Set problem:
Please recast the rows below as a Markdown table with two columns, No. and Line, numbering the lines in order and skipping blank lines. Leave the pictures out of the answer.

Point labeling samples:
· · ·

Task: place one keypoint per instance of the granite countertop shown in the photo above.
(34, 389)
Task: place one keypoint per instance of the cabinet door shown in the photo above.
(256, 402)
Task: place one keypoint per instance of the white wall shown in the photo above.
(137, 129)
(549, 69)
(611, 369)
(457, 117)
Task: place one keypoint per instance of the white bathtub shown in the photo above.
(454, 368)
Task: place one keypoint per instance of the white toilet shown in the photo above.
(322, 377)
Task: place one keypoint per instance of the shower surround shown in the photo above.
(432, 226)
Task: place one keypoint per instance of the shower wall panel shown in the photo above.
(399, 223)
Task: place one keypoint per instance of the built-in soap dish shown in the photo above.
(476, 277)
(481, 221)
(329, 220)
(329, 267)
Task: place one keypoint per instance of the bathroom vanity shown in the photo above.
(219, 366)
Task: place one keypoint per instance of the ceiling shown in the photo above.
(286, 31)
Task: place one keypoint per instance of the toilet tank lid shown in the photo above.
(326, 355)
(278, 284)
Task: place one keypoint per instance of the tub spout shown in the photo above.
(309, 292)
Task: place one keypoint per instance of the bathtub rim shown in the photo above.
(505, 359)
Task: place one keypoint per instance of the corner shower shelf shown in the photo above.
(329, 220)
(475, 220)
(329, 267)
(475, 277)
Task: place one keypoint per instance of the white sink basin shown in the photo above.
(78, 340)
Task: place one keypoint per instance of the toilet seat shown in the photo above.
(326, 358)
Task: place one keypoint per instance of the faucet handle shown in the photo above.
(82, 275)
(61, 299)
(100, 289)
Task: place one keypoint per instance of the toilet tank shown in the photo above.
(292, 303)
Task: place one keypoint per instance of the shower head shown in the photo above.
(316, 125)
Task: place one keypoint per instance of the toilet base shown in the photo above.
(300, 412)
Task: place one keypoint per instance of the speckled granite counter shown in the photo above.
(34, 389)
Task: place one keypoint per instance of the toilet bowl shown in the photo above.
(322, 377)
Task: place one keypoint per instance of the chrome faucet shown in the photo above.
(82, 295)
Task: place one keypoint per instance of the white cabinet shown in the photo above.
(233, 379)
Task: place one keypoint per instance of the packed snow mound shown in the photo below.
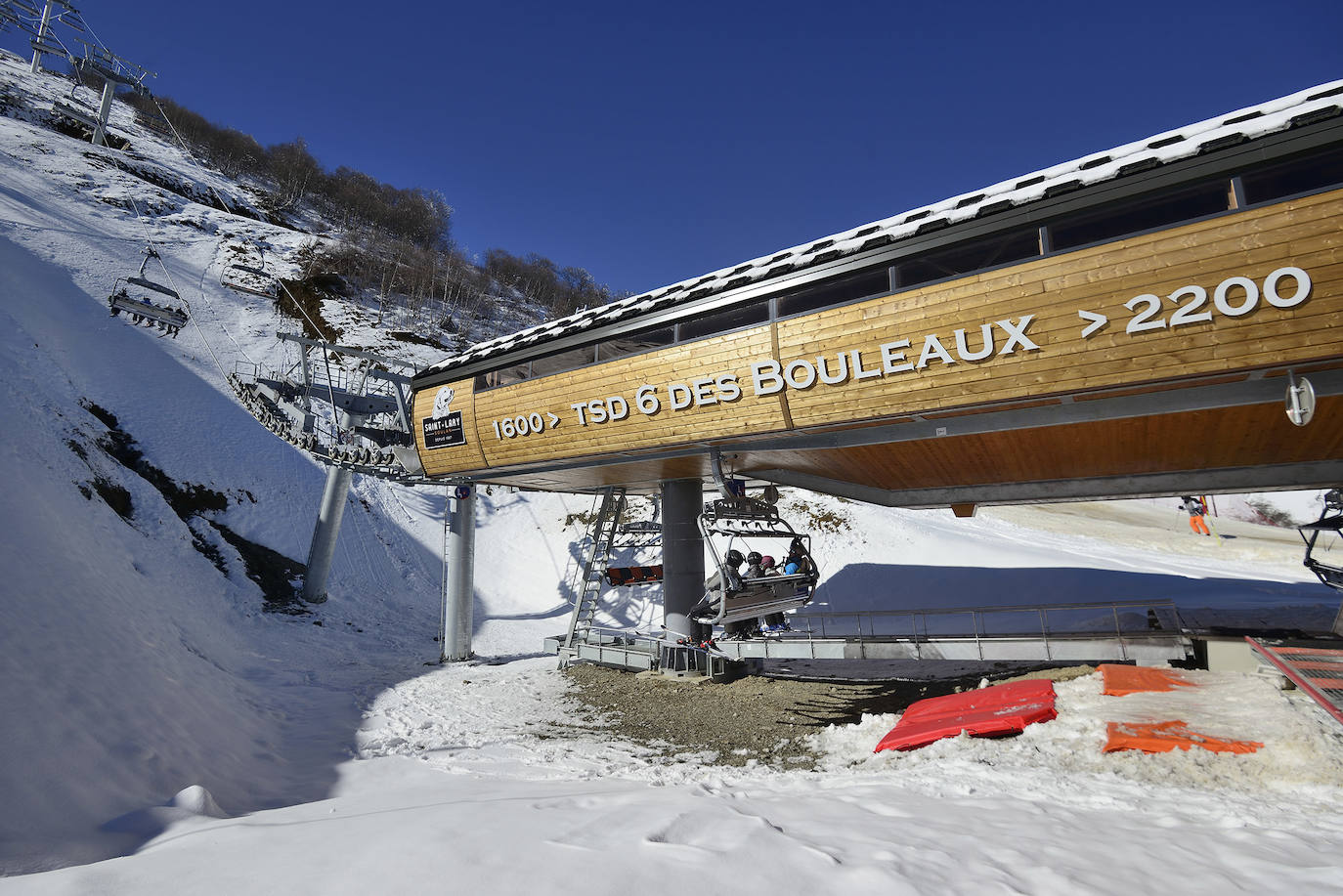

· · ·

Output of the task:
| No. | Line |
|---|---|
| 1 | Task: place one keypoint per instance of the granite countertop shown in the photo above. |
| 2 | (34, 389) |
| 3 | Task: place one keypoint per instance of the cabinet door shown in the photo above. |
| 4 | (256, 402) |
| 5 | Task: place one keypoint per instance of the white wall shown in the photo above. |
| 6 | (137, 129) |
| 7 | (549, 69) |
| 8 | (611, 369) |
| 9 | (457, 117) |
| 10 | Task: place one keypoint per instance of the white bathtub shown in the photo above. |
| 11 | (454, 368) |
| 12 | Task: place one keypoint per instance of the white toilet shown in the photo above. |
| 13 | (322, 377) |
| 14 | Task: place one keypoint per instance of the shower surround shown in the photo above. |
| 15 | (432, 226) |
| 16 | Task: place one keypoint per instance of the shower wall panel shown in the photo above. |
| 17 | (399, 223) |
| 18 | Task: place one keypoint per instance of the built-in soap dish shown in the photo above. |
| 19 | (476, 277) |
| 20 | (481, 221) |
| 21 | (329, 220) |
| 22 | (329, 267) |
| 23 | Task: place one keypoint per instance of the bathroom vanity shown in the photo above. |
| 24 | (219, 366) |
| 25 | Task: place one keypoint per instance of the ceiling shown in the photo above. |
| 26 | (286, 31) |
| 27 | Task: place one keypoint per instance of the toilet tank lid shown in the photo above. |
| 28 | (326, 355) |
| 29 | (278, 284) |
| 30 | Task: place one keypoint per instance of the tub spout shown in the photo above. |
| 31 | (309, 292) |
| 32 | Task: place one keypoint per instance of the bathtub rim shown in the photo above. |
| 33 | (505, 359) |
| 34 | Task: place one keypoint per instance of the corner shower shelf shown in the photo above. |
| 35 | (329, 220) |
| 36 | (475, 220) |
| 37 | (329, 267) |
| 38 | (475, 277) |
| 39 | Task: place one keypoint per instance of the white sink basin shown in the photo above. |
| 40 | (78, 340) |
| 41 | Task: place one keypoint per instance of the toilet seat shown in the photo above. |
| 42 | (326, 358) |
| 43 | Task: place one keypoint per instance of the faucet handle shown in the photo above. |
| 44 | (82, 275) |
| 45 | (61, 299) |
| 46 | (100, 289) |
| 47 | Task: place one keypoint per instance of the toilet tank shown in the photo above. |
| 48 | (292, 303) |
| 49 | Task: place one keypoint per instance of the shower head shown in the photo above. |
| 50 | (316, 125) |
| 51 | Task: place one keypoint per instance of the toilet base shown in the photo above. |
| 52 | (300, 412) |
| 53 | Task: place one keypoint per instance of the speckled granite counter shown in the photo above. |
| 54 | (34, 389) |
| 55 | Task: place one keypoint per instance of the toilet bowl shown in the photo above. |
| 56 | (322, 377) |
| 57 | Task: place one keypoint per instance of the chrome faucet shown in the photo above. |
| 58 | (82, 295) |
| 59 | Task: place one keypoint per instance of the white cabinet shown in the photo above. |
| 60 | (233, 379) |
| 61 | Task: place one keypoint per instance of the packed snow mound shown in the photo below. |